Sunday, May 19, 2019

Bedah Buku "Menemani Minoritas": Perlu Perspektif Lain Membaca Ahmadiyah


Chandra Iswinarno

Bedah Buku "Menemani Minoritas" di Gedung Baitul Kemang, Kabupaten Bogor, Jawa Barat, Sabtu (18/5/2019). [Suara.com/Rambiga]

Tak ada perbedaan sama sekali antara Muslim Ahmadiyah dengan kelompok muslim pada umumnya, kecuali keyakinan Imam Mahdi telah turun pada wujud pendiri Ahmadiyah.



Suara.com - Minoritas kerap didefinisikan dengan jumlah kecil dan secara kekuasaan lemah, lantran itu pembelaan pada kelompok minoritas menjadi sikap yang seharusnya ditunjukan umat beragama atau cendekiawan untuk menegakan keadilan dan mendapatkan haknya.

Demikian diungkapkan Pengurus Pusat Muhammadiyah sekaligus Peneliti Senior Lembaga Ilmu Pengetahuan Indonesia (LIPI) Najib Burhani dalam pemaparan hasil penelitiannya dalam buku 'Menemani Minoritas'.
Najib mengatakan buku tersebut memaparkan perkenalannya dengan ragam komunitas minoritas, khususnya minoritas keagamaan di Indonesia, dengan memotret langsung keseharian kegiatan kelompok tersebut.
Salah satu yang menjadi sorotan dalam buku tersebut adalah Ahmadiyah, komunitas muslim yang sudah dikenalnya selama 14 tahun. Ia pun telah menyaksikan dan menjalani kegiatan keagamaanya.
"Salah satu inti pembahasan itu, kita sering lihat Ahmadiyah dengan dari sisi persepektif A dari persepktif B. Tapi ada sebagian masyarakat yang tidak bisa menerima konsep-konsep itu, kita perlu melihat perspektif yang lain, yang menegakkan keagamaan, yang theologis dalam membaca tentang Ahmadiyah," kata Najib, di Gedung Baitul Kemang, Kabupaten Bogor, Jawa Barat, Sabtu (18/5/2019).

Catatan anotasi deteksi:
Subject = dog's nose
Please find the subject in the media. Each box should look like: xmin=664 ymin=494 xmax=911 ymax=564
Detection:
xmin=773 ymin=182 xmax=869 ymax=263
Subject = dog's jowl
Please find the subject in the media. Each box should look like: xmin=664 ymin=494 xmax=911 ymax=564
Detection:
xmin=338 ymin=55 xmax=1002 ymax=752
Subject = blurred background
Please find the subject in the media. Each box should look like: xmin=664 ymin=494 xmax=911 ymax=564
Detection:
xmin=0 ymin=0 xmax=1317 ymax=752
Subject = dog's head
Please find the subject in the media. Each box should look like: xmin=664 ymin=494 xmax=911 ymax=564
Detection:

- [Ketentuan Latihan]: Tampilkan tanpa perubahan bagian artikel bedah buku di antara "Salah satu yang" dan "menjalani kegiatan keagamaanya.", kedua batas itu ikut disertakan. Baris-baris di atas tidak digunakan dalam latihan ini.

- [Hasil Akhir]:
Salah satu yang menjadi sorotan dalam buku tersebut adalah Ahmadiyah, komunitas muslim yang sudah dikenalnya selama 14 tahun. Ia pun telah menyaksikan dan menjalani kegiatan keagamaanya.